EXERCISE INPUTS:
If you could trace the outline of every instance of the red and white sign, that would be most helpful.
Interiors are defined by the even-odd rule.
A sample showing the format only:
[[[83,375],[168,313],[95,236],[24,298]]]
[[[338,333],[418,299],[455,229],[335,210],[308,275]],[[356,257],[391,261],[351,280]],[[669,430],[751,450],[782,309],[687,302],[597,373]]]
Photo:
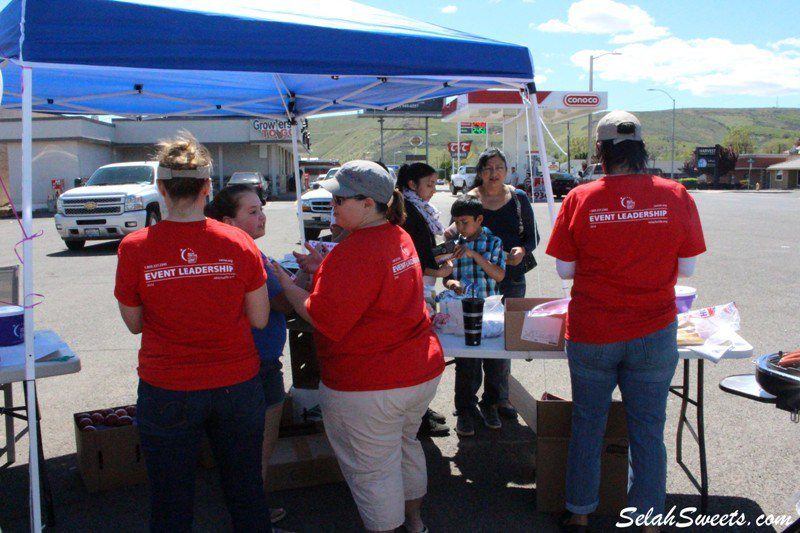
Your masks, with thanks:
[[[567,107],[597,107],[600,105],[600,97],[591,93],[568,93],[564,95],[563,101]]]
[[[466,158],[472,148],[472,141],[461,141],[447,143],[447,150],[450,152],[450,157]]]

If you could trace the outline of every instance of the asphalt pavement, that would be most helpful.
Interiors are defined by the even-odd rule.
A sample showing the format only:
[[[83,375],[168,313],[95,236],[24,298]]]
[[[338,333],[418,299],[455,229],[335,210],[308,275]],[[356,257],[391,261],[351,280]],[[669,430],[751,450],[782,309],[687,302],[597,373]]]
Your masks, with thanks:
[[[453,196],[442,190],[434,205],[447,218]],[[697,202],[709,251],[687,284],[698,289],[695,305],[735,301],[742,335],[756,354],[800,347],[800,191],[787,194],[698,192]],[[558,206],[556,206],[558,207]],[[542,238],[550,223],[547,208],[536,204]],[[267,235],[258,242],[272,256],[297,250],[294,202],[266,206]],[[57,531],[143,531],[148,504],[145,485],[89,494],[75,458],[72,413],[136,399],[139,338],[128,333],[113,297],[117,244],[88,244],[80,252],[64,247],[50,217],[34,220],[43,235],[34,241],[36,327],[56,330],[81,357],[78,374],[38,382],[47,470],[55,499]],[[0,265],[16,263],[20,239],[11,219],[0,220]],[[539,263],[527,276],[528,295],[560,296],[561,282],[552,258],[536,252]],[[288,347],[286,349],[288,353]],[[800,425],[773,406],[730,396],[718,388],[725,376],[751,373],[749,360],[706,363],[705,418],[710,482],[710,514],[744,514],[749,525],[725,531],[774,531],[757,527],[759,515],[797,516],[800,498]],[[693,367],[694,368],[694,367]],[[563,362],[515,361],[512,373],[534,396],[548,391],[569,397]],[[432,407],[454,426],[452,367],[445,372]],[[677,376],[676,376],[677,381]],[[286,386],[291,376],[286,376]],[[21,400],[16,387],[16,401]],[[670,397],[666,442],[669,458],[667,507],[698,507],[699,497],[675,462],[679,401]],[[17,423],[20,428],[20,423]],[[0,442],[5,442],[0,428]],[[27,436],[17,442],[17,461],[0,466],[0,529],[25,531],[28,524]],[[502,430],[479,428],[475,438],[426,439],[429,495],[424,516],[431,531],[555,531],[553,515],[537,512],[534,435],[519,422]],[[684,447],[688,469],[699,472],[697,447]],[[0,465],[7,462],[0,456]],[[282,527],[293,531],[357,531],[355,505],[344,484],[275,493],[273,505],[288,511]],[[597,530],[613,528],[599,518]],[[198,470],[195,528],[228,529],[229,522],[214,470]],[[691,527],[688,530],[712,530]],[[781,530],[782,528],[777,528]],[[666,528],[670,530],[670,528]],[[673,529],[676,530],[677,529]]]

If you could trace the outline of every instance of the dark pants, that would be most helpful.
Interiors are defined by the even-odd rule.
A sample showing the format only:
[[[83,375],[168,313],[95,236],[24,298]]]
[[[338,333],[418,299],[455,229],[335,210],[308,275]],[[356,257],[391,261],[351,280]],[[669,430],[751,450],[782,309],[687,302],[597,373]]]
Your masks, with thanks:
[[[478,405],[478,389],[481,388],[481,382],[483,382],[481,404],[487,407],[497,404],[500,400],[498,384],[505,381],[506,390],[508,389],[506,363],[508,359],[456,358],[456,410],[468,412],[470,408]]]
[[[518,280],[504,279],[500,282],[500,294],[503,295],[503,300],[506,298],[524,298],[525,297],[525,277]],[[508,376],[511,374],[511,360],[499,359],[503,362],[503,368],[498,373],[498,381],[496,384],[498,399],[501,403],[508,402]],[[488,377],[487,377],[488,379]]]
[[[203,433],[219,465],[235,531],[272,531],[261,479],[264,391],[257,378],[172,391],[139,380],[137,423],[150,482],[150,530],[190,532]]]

...

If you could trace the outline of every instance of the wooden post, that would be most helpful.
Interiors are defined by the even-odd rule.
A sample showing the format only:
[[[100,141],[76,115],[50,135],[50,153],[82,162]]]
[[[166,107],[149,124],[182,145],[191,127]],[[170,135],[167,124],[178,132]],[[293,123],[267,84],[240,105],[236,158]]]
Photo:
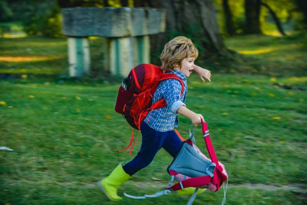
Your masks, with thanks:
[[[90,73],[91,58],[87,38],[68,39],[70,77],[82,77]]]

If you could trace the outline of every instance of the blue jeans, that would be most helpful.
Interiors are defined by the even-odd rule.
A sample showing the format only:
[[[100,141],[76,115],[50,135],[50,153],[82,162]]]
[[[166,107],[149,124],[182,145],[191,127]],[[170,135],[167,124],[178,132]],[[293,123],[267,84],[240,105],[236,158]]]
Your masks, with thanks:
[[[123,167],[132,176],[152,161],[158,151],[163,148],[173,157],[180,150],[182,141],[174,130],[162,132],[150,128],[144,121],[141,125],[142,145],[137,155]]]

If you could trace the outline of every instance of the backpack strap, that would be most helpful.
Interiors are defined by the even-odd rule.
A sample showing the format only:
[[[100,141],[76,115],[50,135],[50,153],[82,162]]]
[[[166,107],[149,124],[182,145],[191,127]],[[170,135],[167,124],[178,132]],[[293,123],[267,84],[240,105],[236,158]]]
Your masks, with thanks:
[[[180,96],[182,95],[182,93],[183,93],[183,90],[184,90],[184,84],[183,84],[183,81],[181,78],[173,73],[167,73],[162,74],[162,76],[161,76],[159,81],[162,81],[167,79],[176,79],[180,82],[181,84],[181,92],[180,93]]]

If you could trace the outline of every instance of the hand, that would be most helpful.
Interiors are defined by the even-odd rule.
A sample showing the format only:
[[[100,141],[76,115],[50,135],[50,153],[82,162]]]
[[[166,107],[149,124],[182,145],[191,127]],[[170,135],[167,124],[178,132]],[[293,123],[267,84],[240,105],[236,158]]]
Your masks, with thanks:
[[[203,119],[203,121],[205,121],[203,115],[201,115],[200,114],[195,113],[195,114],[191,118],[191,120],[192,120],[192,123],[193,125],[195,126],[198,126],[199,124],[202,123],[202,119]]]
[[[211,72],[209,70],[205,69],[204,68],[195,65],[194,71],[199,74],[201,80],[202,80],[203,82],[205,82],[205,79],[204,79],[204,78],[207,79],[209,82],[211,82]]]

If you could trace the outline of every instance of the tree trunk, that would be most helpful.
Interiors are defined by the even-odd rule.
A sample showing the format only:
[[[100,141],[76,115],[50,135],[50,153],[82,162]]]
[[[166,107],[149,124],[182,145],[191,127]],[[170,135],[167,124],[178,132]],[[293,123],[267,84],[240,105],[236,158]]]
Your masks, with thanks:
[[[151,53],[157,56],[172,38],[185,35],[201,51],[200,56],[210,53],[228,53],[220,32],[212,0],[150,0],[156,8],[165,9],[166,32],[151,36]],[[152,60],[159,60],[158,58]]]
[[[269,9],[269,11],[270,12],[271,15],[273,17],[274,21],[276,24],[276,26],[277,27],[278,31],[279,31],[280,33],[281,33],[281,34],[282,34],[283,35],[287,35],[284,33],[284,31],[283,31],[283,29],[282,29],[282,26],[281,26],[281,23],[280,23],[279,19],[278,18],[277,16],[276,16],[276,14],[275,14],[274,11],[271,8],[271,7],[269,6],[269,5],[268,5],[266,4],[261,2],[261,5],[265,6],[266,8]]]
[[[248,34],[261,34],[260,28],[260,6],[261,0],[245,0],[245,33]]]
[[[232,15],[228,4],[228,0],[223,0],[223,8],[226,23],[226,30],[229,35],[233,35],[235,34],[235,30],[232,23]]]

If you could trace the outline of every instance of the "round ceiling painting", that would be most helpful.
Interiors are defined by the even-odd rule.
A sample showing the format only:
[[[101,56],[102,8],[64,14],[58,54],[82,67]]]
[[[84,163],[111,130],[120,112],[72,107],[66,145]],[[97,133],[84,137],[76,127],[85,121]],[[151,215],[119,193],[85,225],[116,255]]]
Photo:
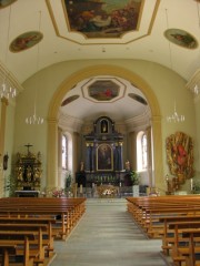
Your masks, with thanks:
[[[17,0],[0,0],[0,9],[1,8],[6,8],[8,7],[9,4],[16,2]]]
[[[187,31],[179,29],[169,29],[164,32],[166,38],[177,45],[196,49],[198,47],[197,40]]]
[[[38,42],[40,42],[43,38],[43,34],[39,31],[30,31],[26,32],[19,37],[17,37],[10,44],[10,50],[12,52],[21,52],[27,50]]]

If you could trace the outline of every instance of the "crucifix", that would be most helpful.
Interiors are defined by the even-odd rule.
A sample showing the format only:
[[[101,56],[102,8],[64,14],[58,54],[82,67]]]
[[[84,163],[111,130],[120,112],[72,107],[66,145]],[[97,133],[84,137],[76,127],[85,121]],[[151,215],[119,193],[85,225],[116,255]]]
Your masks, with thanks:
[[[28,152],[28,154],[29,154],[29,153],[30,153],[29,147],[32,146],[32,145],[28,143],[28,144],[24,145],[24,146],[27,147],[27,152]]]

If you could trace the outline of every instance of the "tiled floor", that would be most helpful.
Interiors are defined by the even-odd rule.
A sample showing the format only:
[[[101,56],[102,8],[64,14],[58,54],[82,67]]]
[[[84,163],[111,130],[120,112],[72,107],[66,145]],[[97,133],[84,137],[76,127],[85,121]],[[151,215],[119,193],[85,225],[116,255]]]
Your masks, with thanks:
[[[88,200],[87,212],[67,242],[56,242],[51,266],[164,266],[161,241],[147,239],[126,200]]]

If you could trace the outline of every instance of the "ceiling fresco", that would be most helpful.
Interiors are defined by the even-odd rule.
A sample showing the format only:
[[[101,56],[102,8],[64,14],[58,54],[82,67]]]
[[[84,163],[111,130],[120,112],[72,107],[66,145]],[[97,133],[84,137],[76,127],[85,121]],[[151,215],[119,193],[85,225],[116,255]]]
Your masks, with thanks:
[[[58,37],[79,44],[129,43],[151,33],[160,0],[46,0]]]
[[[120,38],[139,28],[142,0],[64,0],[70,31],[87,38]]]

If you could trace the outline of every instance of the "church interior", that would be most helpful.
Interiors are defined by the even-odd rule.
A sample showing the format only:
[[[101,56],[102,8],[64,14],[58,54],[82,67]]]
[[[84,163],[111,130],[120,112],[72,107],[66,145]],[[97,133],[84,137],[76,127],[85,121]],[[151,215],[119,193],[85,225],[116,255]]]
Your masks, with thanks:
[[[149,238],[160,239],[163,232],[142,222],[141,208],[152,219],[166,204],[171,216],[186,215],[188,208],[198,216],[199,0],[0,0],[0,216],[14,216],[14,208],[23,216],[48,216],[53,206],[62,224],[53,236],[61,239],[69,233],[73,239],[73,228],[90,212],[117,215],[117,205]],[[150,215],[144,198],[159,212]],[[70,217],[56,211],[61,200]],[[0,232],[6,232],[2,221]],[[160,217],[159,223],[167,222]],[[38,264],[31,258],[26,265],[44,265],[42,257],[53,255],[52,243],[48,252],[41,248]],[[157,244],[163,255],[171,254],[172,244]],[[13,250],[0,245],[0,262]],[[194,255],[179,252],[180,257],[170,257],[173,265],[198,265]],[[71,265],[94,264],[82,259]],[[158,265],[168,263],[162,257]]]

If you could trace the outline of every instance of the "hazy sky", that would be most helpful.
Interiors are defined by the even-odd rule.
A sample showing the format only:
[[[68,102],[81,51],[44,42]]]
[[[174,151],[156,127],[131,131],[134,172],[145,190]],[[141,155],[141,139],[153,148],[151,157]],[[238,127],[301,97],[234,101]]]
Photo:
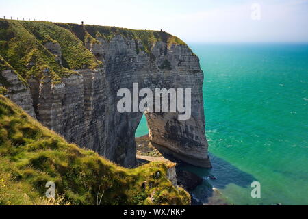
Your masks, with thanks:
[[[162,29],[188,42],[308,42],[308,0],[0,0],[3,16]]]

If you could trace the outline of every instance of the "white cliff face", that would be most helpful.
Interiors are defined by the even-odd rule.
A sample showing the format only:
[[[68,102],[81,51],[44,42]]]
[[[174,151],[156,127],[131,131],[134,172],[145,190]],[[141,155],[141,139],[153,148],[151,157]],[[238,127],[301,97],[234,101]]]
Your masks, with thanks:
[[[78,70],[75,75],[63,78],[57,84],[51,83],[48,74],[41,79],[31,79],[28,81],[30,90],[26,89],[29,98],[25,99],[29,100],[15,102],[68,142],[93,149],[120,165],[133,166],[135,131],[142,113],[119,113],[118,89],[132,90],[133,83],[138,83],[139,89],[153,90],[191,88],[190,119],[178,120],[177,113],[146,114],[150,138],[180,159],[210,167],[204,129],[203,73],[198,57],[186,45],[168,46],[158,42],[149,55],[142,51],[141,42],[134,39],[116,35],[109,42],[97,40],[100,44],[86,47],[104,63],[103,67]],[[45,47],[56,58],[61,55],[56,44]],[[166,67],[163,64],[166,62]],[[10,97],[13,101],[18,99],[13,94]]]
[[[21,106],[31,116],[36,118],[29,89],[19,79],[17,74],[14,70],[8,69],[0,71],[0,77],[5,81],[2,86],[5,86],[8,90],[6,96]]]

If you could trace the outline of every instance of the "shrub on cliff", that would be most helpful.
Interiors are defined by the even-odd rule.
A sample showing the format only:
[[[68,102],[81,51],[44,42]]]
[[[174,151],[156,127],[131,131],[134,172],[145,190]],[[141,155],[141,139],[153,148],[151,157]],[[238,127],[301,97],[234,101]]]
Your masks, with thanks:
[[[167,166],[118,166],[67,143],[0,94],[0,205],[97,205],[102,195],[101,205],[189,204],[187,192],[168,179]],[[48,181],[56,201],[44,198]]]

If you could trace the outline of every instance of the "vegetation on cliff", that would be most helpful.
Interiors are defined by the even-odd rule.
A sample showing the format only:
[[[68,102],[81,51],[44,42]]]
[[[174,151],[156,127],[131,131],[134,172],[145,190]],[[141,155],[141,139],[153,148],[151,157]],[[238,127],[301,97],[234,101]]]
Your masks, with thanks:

* * *

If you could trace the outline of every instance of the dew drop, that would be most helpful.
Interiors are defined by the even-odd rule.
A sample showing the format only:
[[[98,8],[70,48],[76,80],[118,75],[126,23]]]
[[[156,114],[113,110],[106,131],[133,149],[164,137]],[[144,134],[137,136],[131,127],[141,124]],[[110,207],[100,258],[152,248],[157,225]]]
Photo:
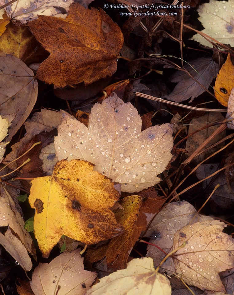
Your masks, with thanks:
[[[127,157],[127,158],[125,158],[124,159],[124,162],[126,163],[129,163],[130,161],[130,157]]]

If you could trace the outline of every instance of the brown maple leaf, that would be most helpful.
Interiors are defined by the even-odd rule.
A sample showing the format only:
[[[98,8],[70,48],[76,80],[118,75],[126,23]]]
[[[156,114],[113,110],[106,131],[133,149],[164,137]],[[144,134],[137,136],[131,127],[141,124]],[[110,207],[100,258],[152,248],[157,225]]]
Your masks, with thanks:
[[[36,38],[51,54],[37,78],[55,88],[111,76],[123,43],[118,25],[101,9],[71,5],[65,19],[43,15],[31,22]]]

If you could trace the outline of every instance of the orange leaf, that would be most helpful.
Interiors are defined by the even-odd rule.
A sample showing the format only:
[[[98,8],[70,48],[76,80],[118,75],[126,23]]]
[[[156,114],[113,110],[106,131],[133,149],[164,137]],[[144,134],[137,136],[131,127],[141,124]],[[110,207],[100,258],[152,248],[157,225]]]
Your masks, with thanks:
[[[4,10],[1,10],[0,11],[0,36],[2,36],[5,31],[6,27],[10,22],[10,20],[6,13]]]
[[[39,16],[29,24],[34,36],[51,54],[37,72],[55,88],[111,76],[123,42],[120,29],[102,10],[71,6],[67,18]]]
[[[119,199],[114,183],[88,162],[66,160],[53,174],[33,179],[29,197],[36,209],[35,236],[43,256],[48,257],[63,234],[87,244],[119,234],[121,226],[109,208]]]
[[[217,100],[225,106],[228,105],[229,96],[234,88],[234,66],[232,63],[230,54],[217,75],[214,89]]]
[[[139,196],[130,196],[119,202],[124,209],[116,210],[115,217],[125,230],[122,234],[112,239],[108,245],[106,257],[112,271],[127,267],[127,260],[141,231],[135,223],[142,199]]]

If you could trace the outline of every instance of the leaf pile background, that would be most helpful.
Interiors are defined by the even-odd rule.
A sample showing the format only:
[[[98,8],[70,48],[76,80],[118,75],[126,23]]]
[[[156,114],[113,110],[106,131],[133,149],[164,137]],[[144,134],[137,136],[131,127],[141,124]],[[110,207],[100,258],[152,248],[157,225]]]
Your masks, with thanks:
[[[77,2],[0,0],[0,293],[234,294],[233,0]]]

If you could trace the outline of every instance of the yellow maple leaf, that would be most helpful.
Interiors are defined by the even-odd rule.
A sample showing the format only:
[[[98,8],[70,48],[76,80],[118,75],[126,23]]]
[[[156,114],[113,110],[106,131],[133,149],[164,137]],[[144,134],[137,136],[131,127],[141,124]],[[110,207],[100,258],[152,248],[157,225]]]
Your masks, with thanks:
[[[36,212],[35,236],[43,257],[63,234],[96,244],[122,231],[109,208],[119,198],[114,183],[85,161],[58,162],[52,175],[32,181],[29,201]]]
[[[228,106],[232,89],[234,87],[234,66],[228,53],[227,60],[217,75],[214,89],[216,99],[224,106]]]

GIVEN EXERCISE: Count the lines in the items above that contain the string "maple", matching case exactly, and reply with only that number.

RESPONSE BELOW: 2